Textauszug:
★ ★ ★ ★ ★

Es ist kurz nach sechs. Hadiqua Basheer macht sich schön für die Schule - jeden Morgen das gleiche Ritual. Das sei ihr wichtig, meint sie. Es stärke ihr Selbstbewusstsein. Die Zwölfährige geht in die sechste Klasse.

Nur wenige Mädchen gehen in die Schule

In der Küche bereiten ihre Eltern und ihre Geschwister währenddessen das Frühstück vor. Ihre Mutter und vor allem auch ihr Vater ermutigen ihre Tochter, zur Schule zu gehen. Im Swat-Tal, nahe der afghanischen Grenze, der Heimat der Friedensnobelpreisträgerin Malala Yousafzai, ist dies keine Selbstverständlichkeit. Nur die wenigsten Mädchen in Hadiquas Alter gehen zur Schule. Viele ihrer Altersgenossinnen werden jung verheiratet, manchmal schon im Alter von sieben oder acht Jahren.

Schulweg nur in Begleitung des Vaters

"Ich möchte unbedingt viel lernen. Geschichte, Mathematik und Englisch machen mir besonders Spaß. Sie machen mich schlauer. Ich will mehr darüber erfahren, was in der Welt passiert", sagt Hadiqua Basheer.

Dann geht es zur Schule. Der Weg ist nicht weit, trotzdem benötigt Hadiqua ihren Vater als Begleitung. Allein als Mädchen auf die Straße gehen - im zutiefst islamisch geprägten Swat nicht möglich.

★ ★ ★ ★ ★

Vorgegebene Zeilen:
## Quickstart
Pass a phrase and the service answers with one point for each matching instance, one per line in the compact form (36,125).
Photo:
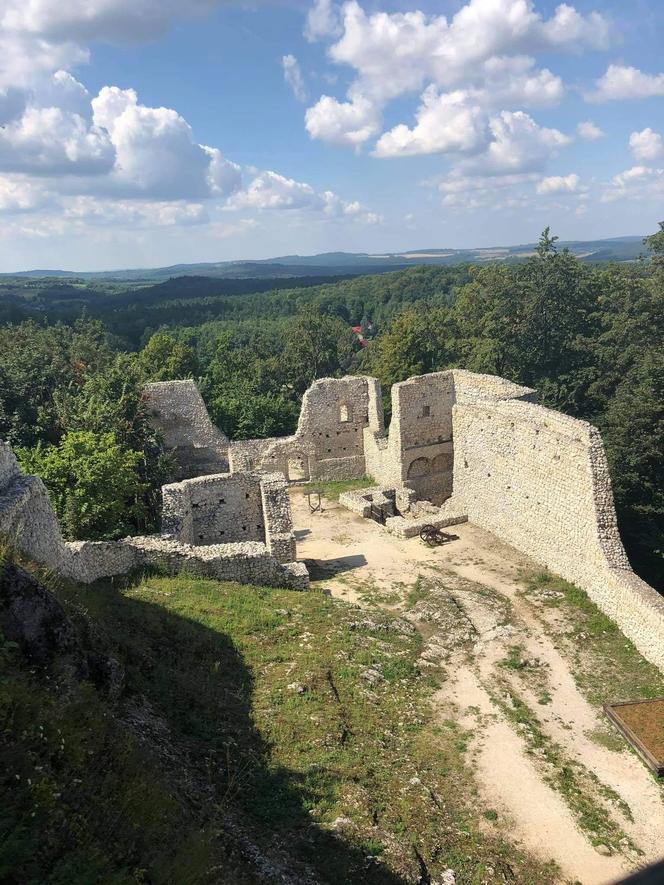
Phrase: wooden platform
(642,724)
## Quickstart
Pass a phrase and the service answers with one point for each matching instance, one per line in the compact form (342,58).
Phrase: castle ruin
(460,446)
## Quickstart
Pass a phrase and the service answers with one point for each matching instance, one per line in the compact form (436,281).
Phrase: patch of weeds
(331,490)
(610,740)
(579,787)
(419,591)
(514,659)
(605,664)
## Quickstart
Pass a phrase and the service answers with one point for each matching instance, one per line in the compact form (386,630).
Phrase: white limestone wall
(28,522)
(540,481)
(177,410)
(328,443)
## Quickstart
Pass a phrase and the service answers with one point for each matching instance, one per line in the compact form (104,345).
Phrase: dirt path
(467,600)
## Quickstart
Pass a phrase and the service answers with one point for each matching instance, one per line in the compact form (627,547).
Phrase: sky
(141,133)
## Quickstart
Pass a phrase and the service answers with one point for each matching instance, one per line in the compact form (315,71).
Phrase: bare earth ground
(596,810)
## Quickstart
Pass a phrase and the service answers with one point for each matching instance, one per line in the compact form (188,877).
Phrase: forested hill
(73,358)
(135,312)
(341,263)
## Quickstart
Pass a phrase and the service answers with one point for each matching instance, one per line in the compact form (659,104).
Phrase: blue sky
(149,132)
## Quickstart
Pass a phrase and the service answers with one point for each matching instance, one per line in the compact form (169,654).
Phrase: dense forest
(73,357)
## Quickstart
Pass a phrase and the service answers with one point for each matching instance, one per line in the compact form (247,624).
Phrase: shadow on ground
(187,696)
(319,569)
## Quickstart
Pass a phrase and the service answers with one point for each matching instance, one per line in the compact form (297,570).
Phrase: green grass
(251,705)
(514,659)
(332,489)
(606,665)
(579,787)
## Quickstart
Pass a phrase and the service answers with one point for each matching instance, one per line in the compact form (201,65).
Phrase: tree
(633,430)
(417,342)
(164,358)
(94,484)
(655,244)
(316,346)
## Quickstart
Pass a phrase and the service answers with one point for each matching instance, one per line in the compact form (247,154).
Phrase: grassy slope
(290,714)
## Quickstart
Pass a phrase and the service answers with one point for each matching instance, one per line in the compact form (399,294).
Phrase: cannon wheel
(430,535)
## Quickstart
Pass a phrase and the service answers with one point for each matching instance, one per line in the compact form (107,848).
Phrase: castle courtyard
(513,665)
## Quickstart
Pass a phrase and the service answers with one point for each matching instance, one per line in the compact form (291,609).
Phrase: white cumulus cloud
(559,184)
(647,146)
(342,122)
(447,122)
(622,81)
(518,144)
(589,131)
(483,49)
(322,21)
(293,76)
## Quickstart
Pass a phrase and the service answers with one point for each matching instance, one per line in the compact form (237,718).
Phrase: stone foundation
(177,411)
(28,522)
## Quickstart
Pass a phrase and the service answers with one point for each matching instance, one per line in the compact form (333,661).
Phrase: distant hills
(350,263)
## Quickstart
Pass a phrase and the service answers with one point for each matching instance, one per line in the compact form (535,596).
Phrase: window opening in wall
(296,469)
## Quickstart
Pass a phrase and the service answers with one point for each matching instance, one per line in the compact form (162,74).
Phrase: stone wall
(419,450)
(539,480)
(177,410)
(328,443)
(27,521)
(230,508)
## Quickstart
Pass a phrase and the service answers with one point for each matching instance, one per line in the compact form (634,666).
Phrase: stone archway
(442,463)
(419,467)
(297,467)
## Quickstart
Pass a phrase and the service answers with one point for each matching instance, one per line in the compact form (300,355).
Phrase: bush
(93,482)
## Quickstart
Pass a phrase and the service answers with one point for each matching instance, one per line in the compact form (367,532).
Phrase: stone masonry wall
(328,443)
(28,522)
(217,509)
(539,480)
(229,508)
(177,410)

★ ★ ★ ★ ★

Deine Aufgaben:
1. Beantworte diese Fragen zum Textauszug:
(a) Welche Schulfächer machen Hadiqua Basheer besonders Spaß?
(b) Wer bereitet in der Küche das Frühstück vor?
(c) Wer begleitet Hadiqua auf dem Schulweg?
2. Zitiere aus dem Textauszug genau das Stück, das mit den Worten „Schulweg nur in“ anfängt und mit „Swat nicht möglich.“ aufhört.

Lösungen:
1.
(a) Geschichte, Mathematik und Englisch
(b) Ihre Eltern und ihre Geschwister
(c) Ihr Vater

2.
Schulweg nur in Begleitung des Vaters

"Ich möchte unbedingt viel lernen. Geschichte, Mathematik und Englisch machen mir besonders Spaß. Sie machen mich schlauer. Ich will mehr darüber erfahren, was in der Welt passiert", sagt Hadiqua Basheer.

Dann geht es zur Schule. Der Weg ist nicht weit, trotzdem benötigt Hadiqua ihren Vater als Begleitung. Allein als Mädchen auf die Straße gehen - im zutiefst islamisch geprägten Swat nicht möglich.